*Consigne A*. Recopiez à l'identique le passage de l'entretien situé entre « F.B. : Oui, chaque » et « mis en avant. », ces deux bornes comprises.

*Extrait de texte*.
+---+
Vous accordez également une grande place à la danse…

F.B. : Oui, chaque saison nous mettons en place un parcours de danse contemporaine composé de sept à neuf pièces, en essayant de dessiner un panorama éclectique des scènes nationale et internationale. Et puis, nous programmons le focus Figure(s) Libre(s) qui vise à mettre en lumière un ou une chorégraphe en présentant plusieurs de ses créations sur une période de quinze jours. Ce focus, qui est aussi l’occasion d’organiser des actions culturelles, permet d’instaurer une forme de complicité entre les publics et l’artiste mis en avant.

Cette année, Figure(s) Libre(s) est consacré à Sylvain Groud. Pourquoi ce choix ?

F.B. : Non seulement j’aime beaucoup son travail chorégraphique, mais aussi son engagement sur les territoires. Son énergie, les relations qu’il établit avec les publics, notamment à Roubaix, me touchent beaucoup (ndlr, Sylvain Groud dirige le Ballet du Nord). J’aime aussi sa façon de mêler différents arts à la danse. Il travaille régulièrement avec des musiciens, des écrivains, des comédiens…

Votre volonté de présenter un paysage pluriel de la danse vaut-elle aussi pour le théâtre ?
+---+
*Données de la tâche*.
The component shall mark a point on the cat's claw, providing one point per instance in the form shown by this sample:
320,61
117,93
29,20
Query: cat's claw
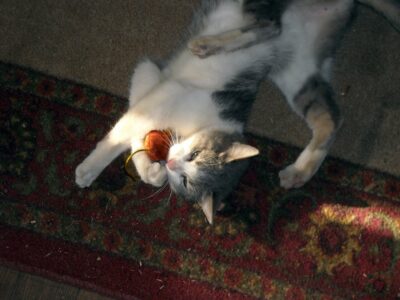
84,176
292,177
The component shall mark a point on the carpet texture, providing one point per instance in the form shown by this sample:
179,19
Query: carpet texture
338,237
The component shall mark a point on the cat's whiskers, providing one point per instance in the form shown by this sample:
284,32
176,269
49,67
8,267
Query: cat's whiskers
160,190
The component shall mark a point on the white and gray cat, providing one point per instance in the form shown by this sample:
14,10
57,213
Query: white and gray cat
205,91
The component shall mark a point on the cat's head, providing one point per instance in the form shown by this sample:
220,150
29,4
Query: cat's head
206,167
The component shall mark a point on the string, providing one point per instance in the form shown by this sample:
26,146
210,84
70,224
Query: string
129,159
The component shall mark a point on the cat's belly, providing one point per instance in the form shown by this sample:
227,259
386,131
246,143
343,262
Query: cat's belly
217,70
184,108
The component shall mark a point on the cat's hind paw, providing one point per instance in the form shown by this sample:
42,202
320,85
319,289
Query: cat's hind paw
204,46
84,176
292,177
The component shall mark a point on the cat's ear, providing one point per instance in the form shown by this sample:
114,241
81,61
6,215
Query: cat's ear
207,205
238,151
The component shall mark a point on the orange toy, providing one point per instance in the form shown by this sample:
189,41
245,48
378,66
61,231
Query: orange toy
157,143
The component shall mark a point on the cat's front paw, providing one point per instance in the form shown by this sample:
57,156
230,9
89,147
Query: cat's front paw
84,175
293,177
156,174
204,46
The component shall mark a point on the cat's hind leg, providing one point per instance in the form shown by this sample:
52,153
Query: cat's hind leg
315,103
233,40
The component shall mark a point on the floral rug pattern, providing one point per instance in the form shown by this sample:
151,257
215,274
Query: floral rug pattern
338,237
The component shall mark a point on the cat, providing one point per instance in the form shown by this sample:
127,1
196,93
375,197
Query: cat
204,93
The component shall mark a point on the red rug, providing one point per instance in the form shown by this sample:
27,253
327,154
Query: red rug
337,237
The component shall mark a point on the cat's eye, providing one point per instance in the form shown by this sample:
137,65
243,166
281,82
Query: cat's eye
184,181
193,155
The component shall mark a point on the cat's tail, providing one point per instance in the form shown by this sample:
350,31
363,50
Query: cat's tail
390,9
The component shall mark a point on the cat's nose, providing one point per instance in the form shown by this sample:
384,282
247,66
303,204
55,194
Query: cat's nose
171,164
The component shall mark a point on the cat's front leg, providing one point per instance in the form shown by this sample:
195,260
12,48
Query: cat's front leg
113,144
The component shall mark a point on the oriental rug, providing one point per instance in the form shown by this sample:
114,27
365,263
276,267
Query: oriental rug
338,237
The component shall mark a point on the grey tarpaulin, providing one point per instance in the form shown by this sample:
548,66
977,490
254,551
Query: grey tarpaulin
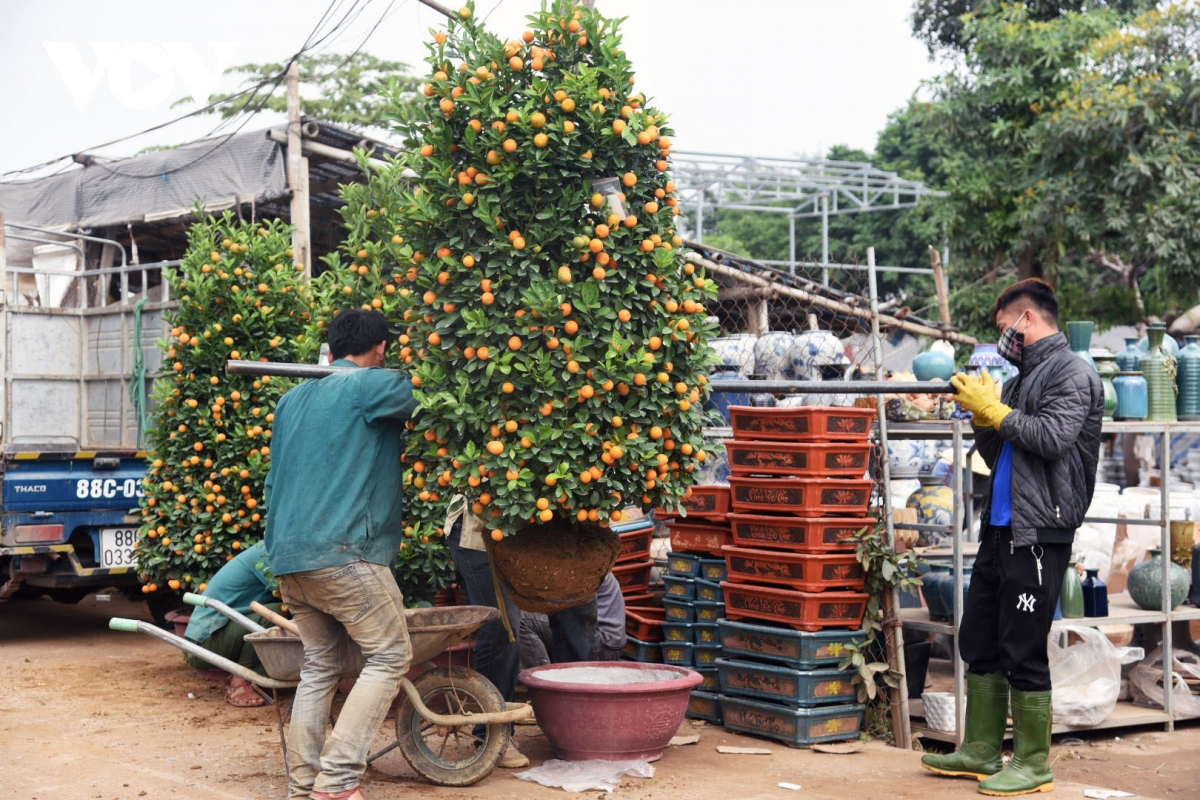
247,167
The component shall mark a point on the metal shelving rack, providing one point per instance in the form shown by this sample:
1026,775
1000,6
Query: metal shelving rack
1121,607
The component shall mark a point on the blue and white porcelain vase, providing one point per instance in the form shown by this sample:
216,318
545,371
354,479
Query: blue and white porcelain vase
772,356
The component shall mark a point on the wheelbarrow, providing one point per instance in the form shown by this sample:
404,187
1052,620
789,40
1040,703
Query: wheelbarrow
453,723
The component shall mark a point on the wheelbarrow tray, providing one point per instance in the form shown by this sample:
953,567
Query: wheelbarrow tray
430,630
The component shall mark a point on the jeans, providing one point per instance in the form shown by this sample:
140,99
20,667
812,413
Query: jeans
497,657
358,601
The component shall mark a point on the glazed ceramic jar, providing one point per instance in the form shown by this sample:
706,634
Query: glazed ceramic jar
1158,368
1187,377
1080,335
1132,398
1146,582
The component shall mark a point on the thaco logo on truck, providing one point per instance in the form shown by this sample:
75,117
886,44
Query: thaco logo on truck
109,488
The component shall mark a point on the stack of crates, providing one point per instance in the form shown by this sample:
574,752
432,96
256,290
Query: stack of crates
795,587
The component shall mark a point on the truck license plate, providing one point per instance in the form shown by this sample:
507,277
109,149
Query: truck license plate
117,546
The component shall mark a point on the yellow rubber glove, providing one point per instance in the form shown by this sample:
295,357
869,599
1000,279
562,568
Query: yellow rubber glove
979,396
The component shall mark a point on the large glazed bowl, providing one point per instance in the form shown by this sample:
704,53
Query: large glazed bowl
611,710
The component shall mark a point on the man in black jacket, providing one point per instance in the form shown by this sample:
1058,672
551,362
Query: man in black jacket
1041,439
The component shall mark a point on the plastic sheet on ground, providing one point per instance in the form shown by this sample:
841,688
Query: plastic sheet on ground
586,776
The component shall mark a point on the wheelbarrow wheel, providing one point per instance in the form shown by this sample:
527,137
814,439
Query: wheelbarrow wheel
453,756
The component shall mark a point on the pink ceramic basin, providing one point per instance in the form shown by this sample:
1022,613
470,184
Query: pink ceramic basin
612,710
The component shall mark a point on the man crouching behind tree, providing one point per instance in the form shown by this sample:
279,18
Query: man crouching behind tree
333,529
1042,441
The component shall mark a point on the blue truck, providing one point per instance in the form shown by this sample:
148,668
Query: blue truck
77,358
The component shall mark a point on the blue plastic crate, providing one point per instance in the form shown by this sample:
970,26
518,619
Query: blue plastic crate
643,651
796,727
712,679
677,653
785,645
683,565
679,611
713,570
705,705
707,612
709,591
803,687
679,588
678,632
706,655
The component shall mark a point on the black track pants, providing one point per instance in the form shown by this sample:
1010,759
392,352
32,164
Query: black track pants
1009,609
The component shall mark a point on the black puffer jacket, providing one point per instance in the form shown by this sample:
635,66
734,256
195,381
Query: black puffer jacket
1055,427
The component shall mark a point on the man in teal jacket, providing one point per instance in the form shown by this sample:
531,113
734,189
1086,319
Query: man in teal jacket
239,583
333,529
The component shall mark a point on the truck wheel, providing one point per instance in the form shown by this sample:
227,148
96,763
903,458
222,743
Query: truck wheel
459,756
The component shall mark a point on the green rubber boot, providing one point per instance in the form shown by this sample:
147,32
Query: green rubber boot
978,756
1030,769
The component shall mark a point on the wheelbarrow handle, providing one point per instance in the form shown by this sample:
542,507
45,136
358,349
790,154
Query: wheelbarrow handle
198,650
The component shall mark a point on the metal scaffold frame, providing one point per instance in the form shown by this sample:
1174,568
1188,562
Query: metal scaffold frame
798,187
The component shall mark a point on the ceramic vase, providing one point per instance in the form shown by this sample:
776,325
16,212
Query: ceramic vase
1158,367
1080,335
771,355
987,356
1127,360
934,503
1071,599
1187,377
1107,367
934,365
1096,595
1146,582
814,350
1169,343
1132,398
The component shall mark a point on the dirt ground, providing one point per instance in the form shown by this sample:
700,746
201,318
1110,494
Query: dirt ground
94,714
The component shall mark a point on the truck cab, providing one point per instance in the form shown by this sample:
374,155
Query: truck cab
78,356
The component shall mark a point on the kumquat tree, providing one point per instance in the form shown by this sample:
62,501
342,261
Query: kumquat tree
240,296
557,336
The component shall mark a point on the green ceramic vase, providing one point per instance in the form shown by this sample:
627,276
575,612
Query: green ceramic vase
1158,367
1146,582
1072,596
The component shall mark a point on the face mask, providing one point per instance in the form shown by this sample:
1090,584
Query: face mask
1012,343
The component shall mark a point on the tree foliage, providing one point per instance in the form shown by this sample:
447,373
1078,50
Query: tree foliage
558,344
357,90
240,296
940,23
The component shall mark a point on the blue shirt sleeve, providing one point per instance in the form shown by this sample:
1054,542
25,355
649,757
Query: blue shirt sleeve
1002,487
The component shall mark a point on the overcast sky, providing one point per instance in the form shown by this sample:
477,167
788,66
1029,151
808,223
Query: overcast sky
747,77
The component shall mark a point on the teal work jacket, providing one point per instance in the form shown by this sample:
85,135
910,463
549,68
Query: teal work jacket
334,491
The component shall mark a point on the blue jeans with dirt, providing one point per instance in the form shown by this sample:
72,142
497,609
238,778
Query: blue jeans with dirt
333,606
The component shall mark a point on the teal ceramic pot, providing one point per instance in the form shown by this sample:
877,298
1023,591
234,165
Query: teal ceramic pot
1187,378
1158,366
1071,599
937,589
1132,401
1127,360
1146,582
1107,367
1080,335
1169,343
934,503
933,365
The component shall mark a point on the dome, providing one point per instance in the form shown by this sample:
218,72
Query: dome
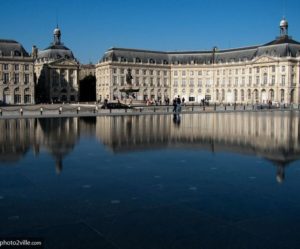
283,23
56,52
56,31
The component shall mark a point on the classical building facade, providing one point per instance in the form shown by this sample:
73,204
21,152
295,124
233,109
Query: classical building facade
257,74
16,74
57,72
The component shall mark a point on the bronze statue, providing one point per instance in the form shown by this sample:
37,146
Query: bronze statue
129,77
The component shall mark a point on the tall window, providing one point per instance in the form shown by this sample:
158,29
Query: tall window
235,95
5,78
236,81
26,81
242,95
273,69
265,78
283,80
151,82
122,80
158,81
16,78
223,94
115,80
273,79
165,82
282,95
191,82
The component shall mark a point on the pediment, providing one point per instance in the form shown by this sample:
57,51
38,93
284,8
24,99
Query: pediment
63,62
264,59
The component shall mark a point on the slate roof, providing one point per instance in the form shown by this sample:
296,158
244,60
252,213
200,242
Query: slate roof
280,47
56,51
7,47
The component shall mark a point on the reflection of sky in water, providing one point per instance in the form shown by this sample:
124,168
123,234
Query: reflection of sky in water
192,185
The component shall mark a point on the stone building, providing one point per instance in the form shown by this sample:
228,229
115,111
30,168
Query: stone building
57,72
16,74
256,74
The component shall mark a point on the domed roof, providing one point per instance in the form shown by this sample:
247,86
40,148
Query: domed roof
56,50
56,31
283,23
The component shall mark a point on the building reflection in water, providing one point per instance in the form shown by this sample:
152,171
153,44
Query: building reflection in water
271,135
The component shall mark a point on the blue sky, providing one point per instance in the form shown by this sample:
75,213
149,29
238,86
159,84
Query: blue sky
90,27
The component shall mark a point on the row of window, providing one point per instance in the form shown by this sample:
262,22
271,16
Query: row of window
140,71
220,94
230,71
237,81
15,79
16,67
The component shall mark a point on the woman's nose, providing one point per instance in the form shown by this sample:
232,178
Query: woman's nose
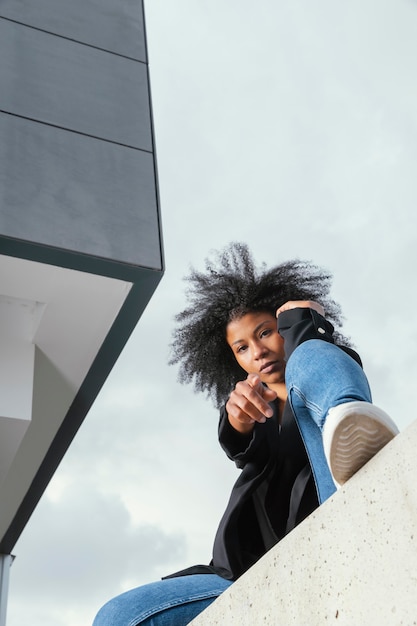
259,350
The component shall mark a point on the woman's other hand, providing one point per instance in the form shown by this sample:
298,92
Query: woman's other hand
300,304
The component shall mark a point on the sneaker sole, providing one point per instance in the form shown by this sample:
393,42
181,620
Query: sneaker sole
356,439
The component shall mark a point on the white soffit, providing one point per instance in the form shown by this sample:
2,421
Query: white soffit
53,322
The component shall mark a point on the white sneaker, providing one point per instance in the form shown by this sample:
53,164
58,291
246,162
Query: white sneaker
353,433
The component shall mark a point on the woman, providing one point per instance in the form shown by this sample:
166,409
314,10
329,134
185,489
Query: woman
296,417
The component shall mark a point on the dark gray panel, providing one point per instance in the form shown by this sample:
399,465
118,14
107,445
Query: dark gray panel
115,25
81,194
60,82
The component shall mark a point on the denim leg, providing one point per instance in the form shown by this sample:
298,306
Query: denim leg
170,602
319,376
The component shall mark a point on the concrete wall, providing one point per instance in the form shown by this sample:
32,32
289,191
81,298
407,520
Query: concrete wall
352,562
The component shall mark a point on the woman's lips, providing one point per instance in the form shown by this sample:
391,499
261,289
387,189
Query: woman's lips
268,367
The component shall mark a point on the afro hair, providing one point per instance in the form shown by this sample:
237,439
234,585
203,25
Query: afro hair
230,287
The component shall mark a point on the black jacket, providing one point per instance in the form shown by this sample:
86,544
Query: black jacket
275,490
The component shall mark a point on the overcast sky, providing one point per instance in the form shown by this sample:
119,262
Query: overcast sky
287,124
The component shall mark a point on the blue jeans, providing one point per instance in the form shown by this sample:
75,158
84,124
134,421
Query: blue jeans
170,602
319,376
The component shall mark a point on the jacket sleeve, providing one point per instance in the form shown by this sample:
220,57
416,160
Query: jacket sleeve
299,325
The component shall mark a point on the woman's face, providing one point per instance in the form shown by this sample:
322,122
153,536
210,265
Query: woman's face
257,346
+---+
*Consigne B*. Affichez chaque ligne des enregistrements qui contient la chaîne « scaffold », en tenant compte de la casse.

*Résultat A*.
F.B. : Oui, chaque saison nous mettons en place un parcours de danse contemporaine composé de sept à neuf pièces, en essayant de dessiner un panorama éclectique des scènes nationale et internationale. Et puis, nous programmons le focus Figure(s) Libre(s) qui vise à mettre en lumière un ou une chorégraphe en présentant plusieurs de ses créations sur une période de quinze jours. Ce focus, qui est aussi l’occasion d’organiser des actions culturelles, permet d’instaurer une forme de complicité entre les publics et l’artiste mis en avant.

*Résultat B*.
The component shall mark a point on the metal scaffold frame, providing one point per instance in the form shown by this sample:
Query: metal scaffold frame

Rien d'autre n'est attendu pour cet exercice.